## Extract
== Segment start ==

The Assessment of Object Relations Phenomena in Adolescents: Tat and Rorschach Measures

By Francis D. Kelly | Go to book overview

5
Object Relations Assessment and Functioning in Adolescence: Theoretical and Clinical Considerations

The intent of this chapter is to provide some commentary and observations about object relations functioning in adolescence in order to acquaint the reader with contemporary and historical thinking. Most of this, until recently, paid little accord to the fact that the adolescent period is a developmental stage wherein considerable object relations change and potential growth may still occur. There was, as Lamia ( 1982) observed, insufficient attention to the revision and modification of self and object representations in adolescence, and to the attendant relationship between the adolescent's self and object representations. In order to illustrate some of the more essential theoretical and clinical points it is helpful to begin with a metaphorical example followed by a clinical exposition.

== Segment end ==

## Provided data
== Segment start ==

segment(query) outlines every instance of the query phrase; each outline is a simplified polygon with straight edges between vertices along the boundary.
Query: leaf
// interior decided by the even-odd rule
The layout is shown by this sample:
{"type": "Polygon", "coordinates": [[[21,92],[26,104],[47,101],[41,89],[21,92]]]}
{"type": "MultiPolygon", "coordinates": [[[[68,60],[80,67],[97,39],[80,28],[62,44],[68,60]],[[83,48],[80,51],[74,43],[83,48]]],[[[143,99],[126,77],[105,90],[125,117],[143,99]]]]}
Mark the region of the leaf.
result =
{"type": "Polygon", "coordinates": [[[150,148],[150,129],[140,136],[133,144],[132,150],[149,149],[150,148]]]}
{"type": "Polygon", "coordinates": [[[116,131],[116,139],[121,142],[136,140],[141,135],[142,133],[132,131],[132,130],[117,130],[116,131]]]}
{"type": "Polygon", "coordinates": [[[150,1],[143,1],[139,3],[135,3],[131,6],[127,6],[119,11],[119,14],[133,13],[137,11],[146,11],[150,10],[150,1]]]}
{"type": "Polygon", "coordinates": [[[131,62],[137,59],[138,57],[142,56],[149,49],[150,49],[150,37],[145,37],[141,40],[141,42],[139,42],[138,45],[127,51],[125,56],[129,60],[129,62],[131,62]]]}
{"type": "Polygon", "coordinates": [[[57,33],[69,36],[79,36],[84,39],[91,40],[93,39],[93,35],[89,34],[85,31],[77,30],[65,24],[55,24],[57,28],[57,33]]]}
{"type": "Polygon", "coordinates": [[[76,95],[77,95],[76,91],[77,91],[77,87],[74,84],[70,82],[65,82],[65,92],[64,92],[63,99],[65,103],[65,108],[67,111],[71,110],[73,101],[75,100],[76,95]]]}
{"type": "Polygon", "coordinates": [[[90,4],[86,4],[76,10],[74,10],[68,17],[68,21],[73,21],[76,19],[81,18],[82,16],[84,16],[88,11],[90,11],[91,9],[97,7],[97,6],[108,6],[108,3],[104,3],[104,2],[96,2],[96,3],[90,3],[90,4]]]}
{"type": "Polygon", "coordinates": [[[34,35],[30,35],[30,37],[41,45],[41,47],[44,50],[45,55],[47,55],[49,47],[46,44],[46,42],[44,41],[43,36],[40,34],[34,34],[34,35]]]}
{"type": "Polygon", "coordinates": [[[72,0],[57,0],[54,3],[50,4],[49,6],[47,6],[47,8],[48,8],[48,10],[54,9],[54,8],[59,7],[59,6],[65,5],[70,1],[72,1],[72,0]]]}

== Segment end ==

## Problems and tasks
**a)** Answer these questions from the extract on object relations in adolescence above.
(i) What number and title does the chapter carry?
(ii) According to Lamia (1982), what received insufficient attention?
(iii) With what does the chapter say it is helpful to begin?
**b)** Pick up the extract on object relations in adolescence after its last sentence and continue it.

## Answers below
**a)**
(i) Chapter 5, "Object Relations Assessment and Functioning in Adolescence: Theoretical and Clinical Considerations."
(ii) The revision and modification of self and object representations in adolescence, and the relationship between the adolescent's self and object representations.
(iii) A metaphorical example followed by a clinical exposition.

**b)**
The trustees of a private school wish to commission a painting to be presented at the June commencement in order to honor a well-respected headmaster who is retiring after many years of long service. He had started there as a young science teacher fresh out of college. The painting is to be of the science building where he first taught as a young man. Three artists are contacted and advised that their efforts will be judged in the latter part of May, with one of the offerings to be selected by the trustees. The two remaining paintings will be offered to charity with the artists being generously reimbursed for their efforts and talent.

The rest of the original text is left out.